**Given instruction**
Your task is to print all of the material verbatim.

[Entries from a point annotation set]
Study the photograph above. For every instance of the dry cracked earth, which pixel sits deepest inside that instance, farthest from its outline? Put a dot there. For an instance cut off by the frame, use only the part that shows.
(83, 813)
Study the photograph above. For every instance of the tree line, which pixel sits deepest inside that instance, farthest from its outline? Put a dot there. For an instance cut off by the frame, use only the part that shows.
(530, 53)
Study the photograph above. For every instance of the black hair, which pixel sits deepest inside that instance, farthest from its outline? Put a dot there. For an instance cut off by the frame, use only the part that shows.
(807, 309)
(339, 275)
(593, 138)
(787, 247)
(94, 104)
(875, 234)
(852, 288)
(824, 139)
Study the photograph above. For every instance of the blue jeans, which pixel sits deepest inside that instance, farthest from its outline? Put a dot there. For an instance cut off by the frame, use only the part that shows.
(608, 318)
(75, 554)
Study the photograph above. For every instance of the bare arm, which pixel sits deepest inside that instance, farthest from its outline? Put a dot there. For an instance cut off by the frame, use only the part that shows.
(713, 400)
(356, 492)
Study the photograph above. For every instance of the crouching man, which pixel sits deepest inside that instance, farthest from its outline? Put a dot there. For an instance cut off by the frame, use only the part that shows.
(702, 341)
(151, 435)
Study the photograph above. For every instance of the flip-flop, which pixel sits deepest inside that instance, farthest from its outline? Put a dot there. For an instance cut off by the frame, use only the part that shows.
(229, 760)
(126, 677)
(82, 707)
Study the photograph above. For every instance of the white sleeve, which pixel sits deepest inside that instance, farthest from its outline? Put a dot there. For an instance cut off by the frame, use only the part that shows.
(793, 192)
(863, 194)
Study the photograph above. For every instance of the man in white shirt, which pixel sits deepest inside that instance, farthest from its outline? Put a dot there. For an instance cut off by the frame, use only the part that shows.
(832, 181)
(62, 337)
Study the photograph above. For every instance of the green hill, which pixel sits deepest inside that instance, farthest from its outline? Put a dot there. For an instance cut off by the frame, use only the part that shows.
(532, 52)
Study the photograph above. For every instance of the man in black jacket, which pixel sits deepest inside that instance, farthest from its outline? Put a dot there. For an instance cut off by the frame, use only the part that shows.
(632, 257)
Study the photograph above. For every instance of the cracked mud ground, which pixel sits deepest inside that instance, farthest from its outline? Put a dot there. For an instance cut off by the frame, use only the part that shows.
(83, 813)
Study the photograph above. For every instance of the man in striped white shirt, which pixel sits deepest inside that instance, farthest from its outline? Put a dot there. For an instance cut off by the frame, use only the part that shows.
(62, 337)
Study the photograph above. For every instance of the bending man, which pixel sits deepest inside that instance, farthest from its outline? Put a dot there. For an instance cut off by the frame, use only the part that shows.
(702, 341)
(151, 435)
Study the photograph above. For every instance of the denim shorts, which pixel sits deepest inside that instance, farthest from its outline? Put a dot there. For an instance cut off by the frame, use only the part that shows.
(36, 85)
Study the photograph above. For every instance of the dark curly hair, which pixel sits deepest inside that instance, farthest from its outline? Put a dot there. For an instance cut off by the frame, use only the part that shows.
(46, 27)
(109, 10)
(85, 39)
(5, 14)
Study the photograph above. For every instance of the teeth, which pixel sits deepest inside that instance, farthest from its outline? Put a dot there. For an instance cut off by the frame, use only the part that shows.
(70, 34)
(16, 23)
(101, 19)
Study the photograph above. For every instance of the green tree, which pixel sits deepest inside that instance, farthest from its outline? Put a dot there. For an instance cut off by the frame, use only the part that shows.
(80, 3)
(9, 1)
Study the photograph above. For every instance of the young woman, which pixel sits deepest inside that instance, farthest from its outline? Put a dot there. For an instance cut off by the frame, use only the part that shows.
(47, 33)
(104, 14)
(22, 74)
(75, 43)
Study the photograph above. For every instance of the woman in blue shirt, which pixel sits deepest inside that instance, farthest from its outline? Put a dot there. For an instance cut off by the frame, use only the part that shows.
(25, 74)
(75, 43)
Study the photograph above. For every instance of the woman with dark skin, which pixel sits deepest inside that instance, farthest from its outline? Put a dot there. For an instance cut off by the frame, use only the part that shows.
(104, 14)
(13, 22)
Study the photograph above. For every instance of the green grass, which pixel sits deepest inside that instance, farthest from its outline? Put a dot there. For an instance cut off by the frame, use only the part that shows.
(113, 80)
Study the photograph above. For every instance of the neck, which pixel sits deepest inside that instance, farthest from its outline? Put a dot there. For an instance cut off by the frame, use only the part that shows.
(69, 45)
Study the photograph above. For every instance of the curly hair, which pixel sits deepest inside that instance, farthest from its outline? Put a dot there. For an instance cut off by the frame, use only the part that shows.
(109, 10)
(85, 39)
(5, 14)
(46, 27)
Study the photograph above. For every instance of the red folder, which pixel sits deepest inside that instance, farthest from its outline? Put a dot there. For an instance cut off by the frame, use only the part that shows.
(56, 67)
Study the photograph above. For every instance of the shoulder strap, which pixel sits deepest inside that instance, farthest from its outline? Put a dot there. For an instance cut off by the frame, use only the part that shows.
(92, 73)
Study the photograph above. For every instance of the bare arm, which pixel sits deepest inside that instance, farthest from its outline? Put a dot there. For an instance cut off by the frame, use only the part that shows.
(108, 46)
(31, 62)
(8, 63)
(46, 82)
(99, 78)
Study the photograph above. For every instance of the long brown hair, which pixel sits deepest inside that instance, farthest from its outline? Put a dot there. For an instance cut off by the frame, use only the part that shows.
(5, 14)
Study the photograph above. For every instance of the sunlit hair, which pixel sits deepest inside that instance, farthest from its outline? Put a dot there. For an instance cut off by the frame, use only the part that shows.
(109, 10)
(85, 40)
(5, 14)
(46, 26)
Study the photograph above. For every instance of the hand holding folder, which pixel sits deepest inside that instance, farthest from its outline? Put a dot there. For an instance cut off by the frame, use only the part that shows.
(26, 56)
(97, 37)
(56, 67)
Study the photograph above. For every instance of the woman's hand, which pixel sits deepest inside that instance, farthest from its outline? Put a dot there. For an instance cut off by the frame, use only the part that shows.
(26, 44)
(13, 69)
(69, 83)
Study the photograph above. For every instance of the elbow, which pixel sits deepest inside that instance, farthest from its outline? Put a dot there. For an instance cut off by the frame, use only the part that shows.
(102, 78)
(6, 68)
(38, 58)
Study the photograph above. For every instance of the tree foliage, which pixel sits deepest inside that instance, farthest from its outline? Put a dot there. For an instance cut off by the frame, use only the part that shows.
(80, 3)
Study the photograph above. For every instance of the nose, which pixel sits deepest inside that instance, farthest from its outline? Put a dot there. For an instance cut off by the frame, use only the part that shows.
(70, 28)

**Response below**
Study the photograph above. For every instance of the dry cracked earth, which pixel sits deepest inside that instance, farthest from its outline? Put a dot there. For an instance cut off by the frame, use only the part that shows.
(83, 813)
Study the photograph above. For every instance of the tree line, which pixel sits deepest inside that instance, farthest from its outline? Put a dot there. For an instance cut off by the frame, use only the part that shows.
(530, 53)
Study the photograph above. For every instance of the black hair, which pixel sits deepest inside that instance, farthest from its outline? Put a dot there. For an instance cut off by the frame, use only the part that shows.
(807, 309)
(339, 275)
(593, 138)
(787, 247)
(94, 104)
(875, 234)
(852, 288)
(824, 139)
Study the photograph above. For every instance of the blue jeans, which pixel sits deepest inside that instance, farthest from its outline? Put a dot there. For an instance cut off by the frame, use only the part that shows.
(608, 318)
(75, 554)
Study the photograph above. For every instance of the bare arm, which pixel sits deepest inside that instance, farthest from its outline? Put a dot there. For an instance cut off by the frame, use only the part that shows.
(713, 400)
(356, 492)
Study the photograph above. For every instance of the crouching man, which pixel sits deepest inside that instance, farthest from its outline? Put a dot there. For an instance cut off by the frame, use only the part that shows.
(702, 341)
(151, 435)
Study the photograph above. For every instance of the flip-flop, which pixel sits deepest inside that instance, farthest from its outline? Put a dot there. For an instance cut off by the frame, use only the part that shows.
(229, 760)
(126, 677)
(82, 707)
Study the photograph above. For every instance of the white sleeve, which pixel sits deepest inside that instance, farthest from its outline? Put a dot there. For an instance cut off by the frame, use only the part that shows.
(793, 192)
(863, 194)
Study the photograph above. For every instance of the man in white shirt, which pixel sits deepest inside that instance, farthest from its outline? Put a dot there. For an instance cut off by the frame, use only the part that shows.
(832, 181)
(62, 337)
Study the photograph above. For every instance of the green hill, which pixel sits deepest inside that instance, farthest from its outline? Put a dot there. For an instance cut off by the frame, use only the part that shows.
(532, 52)
Study the photograph above. For every instance of the man in black jacket, which pixel sits deepest inside that instance, farthest from its outline? Put a dot there. For an instance cut off by the frame, use only the part that shows.
(632, 257)
Study the photograph above. For every instance of the cracked mud ground, which pixel sits deepest inside that instance, farthest from its outline? Put a dot there. For an instance cut off by the frame, use only the part that shows.
(83, 813)
Study the photograph above. For every instance of the man in striped white shirt, which pixel sits deepest inside that instance, farthest from its outline? Put a dot there. For an instance cut off by the frame, use only the part that shows.
(62, 337)
Study the photograph above. For every instance of the bending man, which pixel sits deepest inside that instance, farthest from its outline? Put a dot there. For an instance cut off by the frame, use only the part that shows.
(702, 341)
(151, 435)
Study the photograph above. For every instance of the denim shorts, which pixel sits deepest inside that instance, farthest from its outline? Put a dot there. For an instance cut off by the frame, use only the part that shows.
(36, 85)
Study the photograph above. For every instance of the dark curly hair, which pixel sits deepest inside that instance, farthest from its outline? Put a dot there. For an instance cut off by the frame, use only the part that shows.
(46, 27)
(109, 10)
(85, 39)
(5, 14)
Study the photograph above. For every instance of the teeth, which pixel sits deepest inside that instance, farthest from its outline? Put a dot there. For an instance cut off by the frame, use only the part that shows.
(70, 34)
(16, 23)
(101, 19)
Study the photograph above. For every instance of the green tree, which pixel sits deepest inside that instance, farthest from its outline? Put a dot there. For an instance cut off by the frame, use only the part that shows.
(80, 3)
(9, 1)
Study the photograph above. For every instance of the young woman, which pixel sits deepest inside that instance, farthest from its outline? Put a dot there. For an instance cut off by the frame, use only the part that shows.
(47, 33)
(104, 14)
(22, 74)
(75, 43)
Study the photograph above. For every instance of the woman in blue shirt, which pixel sits deepest inside that instance, farthest from its outline? Put a dot there. For an instance cut off by the frame, use only the part that shows.
(25, 74)
(75, 43)
Study the photograph above. For every instance of the woman with dark skin, which pixel sits deepest inside that instance, farthest from its outline? Put a dot there. For an instance cut off by the frame, use only the part that shows.
(104, 14)
(13, 22)
Study the photograph above. For every instance of the green grass, which pixel sits deepest inside that instance, farthest from its outline? Put a dot there. For an instance cut off by the frame, use only the part that shows.
(113, 80)
Study the photograph above. For every instance of the neck, which pixel sits deepest inside that instance, farthest from its outline? Put a dot there. For an instance cut off by the frame, use only the part that shows.
(69, 45)
Study the photograph above. For every instance of the curly hair, which pixel sits deepest inside that instance, farthest from its outline? Put a dot there. For an instance cut off by the frame, use only the part that shows.
(109, 10)
(85, 39)
(5, 14)
(46, 27)
Study the photograph above. For every instance of the red folder, which pixel sits deepest inside that instance, farthest from its outline? Put a dot there. For an instance cut off by the frame, use only the part that shows.
(56, 67)
Study the photograph above. For every instance of the shoulder strap, which pixel sits deepest inside that instance, farthest from its outline? Put a dot there. For an instance cut off by the frame, use only the part that shows.
(92, 73)
Study the photograph above. For every instance of the bare arm, which pixel sits deepest inside that instance, farthest from its outline? Put a dot there. For an instance cut off by the frame, use only the part that shows.
(108, 46)
(31, 62)
(8, 63)
(46, 82)
(99, 78)
Study the photograph above. For every instance of the long brown hair, which pixel sits deepest inside that instance, farthest from its outline? Put a dot there. For an instance cut off by the frame, use only the part that shows.
(5, 14)
Study the photograph above. For every instance of the sunlit hair, which pixel sits deepest inside that instance, farthest from its outline? Put a dot there. For an instance cut off by the frame, use only the part that shows.
(109, 10)
(85, 40)
(5, 14)
(46, 26)
Study the photograph above. For every instance of the hand holding folder, which pixel sits deepest inside that instance, farthest from its outline? Put a dot there. For an instance cut off by the frame, use only the part that shows.
(26, 56)
(97, 37)
(56, 67)
Study the photograph above. For every instance of the woman's hand, which pixel sits deepest inside that instance, farthest from its outline? Put a dot there. For an instance cut off by the frame, use only the part that shows.
(26, 44)
(13, 69)
(69, 83)
Study the photograph above. For every instance of the elbow, which pixel sits deepest inside that instance, farthest from its outline? Put a dot there. For an instance cut off by the frame, use only the part that shows.
(102, 78)
(6, 68)
(38, 58)
Study the photograph above. For every instance of the tree foliage, which pixel sits deepest inside that instance, farthest from its outline? Put a dot there. For an instance cut off by the frame, use only the part that shows.
(80, 3)
Study the photograph above. For every instance of the nose, which pixel sits deepest inside that instance, farthest from its outline? Put a dot there. For an instance cut off by the frame, use only the part that shows.
(70, 28)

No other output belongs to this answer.